> _Short task a_
In the article on declining a job offer, what title did the candidate for the VP Sales role give the email he sent after a week of ghosting?
## Start Text passage
Let’s admit it, when you receive two or more job offers at a time, you will feel flattered. Finding yourself in the fortunate position of having multiple great job offers is an exciting achievement. However, it is also a dilemma on how you can choose one and how to come up with an effective way of declining a job offer professionally. I have a few tips for you. Move on with this article and we will guide you through the steps of handling this situation when you are in high demand. We will explore the importance of handling communication professionally, not only for the immediate situation but also for long-term career growth.
There are several things that you should consider these offers but my goal is not helping you make a decision today, it’s simply helping you close one of the two in the best way possible. The reason why this is important, as I said, it’s definitely because it might help you long term (for instance, you will meet those people again in your next company or opportunity) but also because the way you manage this specific moment is how that company (and the batch of people you interviewed with) will remember you.
In my career, I had rejections from people who managed it so badly that we all agreed on not contacting them ever again. An example of this was a candidate completely ghosting us for a week for a VP Sales role, then coming back to us (and my VP of People) with a long email of excuses and the title “Respect“. The email felt completely made up, it was actually trying to tell us we were losing an amazing candidate and offered little explanation of why he ghosted us for a full week ignoring our emails.
## End Text passage
> _Short task b_
Quote the records below word for word, from the line with "Task: locate the palm" to the line with "column 463, row 126", both lines included.
## Start Material to process
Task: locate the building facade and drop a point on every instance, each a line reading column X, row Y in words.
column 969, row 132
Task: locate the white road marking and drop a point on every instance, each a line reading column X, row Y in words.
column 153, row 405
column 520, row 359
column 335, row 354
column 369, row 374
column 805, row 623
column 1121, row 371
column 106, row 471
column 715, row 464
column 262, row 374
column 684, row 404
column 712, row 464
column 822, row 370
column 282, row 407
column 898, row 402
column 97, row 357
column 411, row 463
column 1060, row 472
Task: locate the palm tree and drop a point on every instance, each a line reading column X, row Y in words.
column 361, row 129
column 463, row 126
## End Material to process
## Start Material to process
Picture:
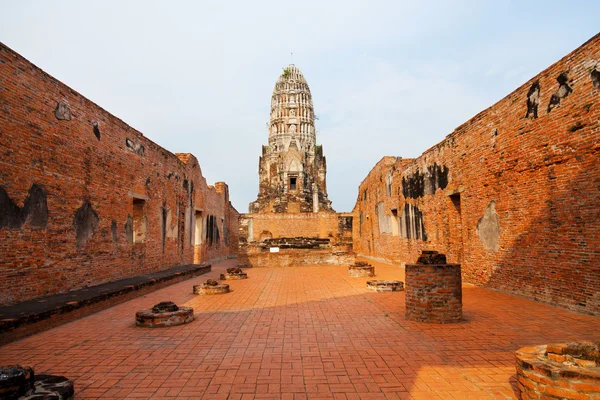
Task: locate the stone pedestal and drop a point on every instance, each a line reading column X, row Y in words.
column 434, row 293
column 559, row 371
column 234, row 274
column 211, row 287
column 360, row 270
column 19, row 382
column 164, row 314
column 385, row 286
## End Material to process
## Start Material to process
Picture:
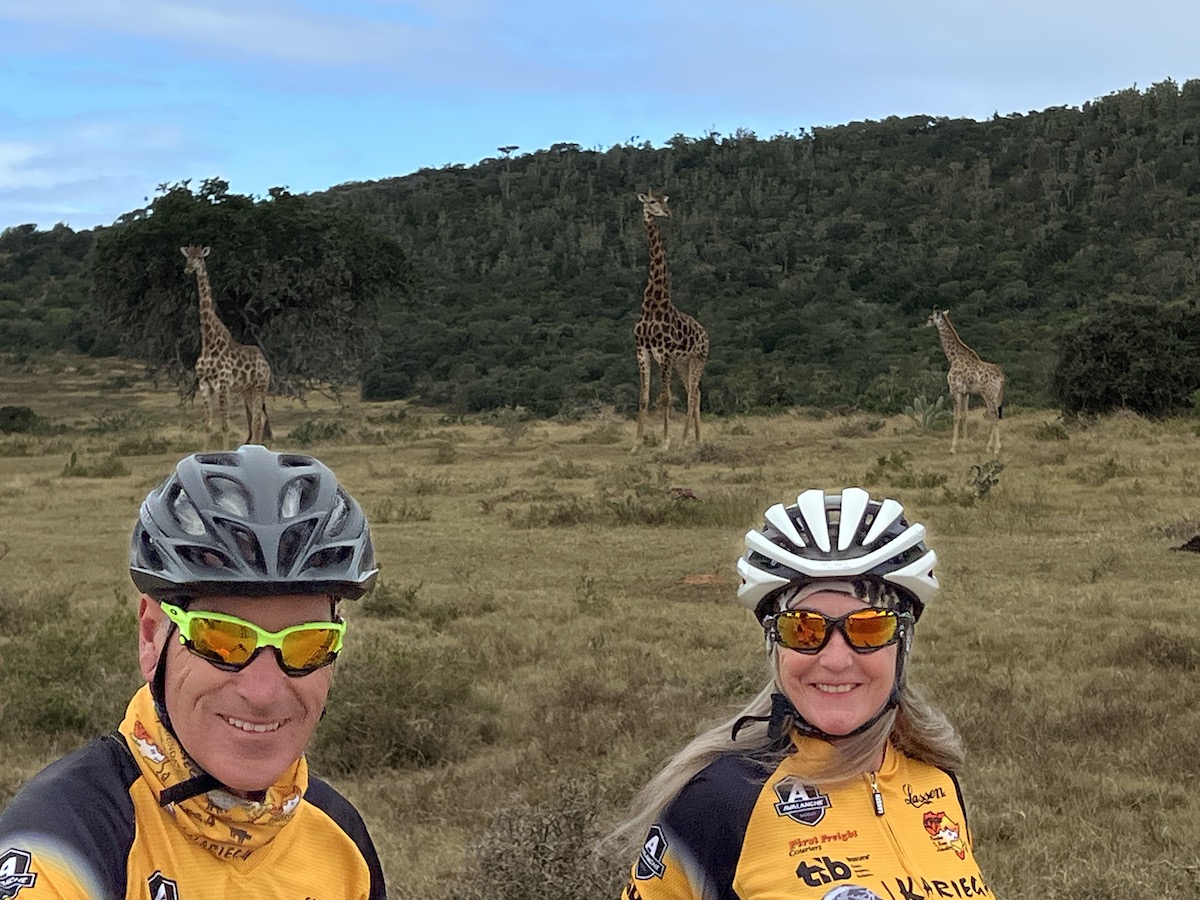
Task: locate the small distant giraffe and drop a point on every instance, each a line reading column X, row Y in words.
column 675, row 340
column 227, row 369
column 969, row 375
## End Material to process
> _Response a_
The email was titled "Respect".

> _Response b_
Task: locate the palm tree and drop a point on every instance, each a line reading column X, row Y in words.
column 361, row 129
column 463, row 126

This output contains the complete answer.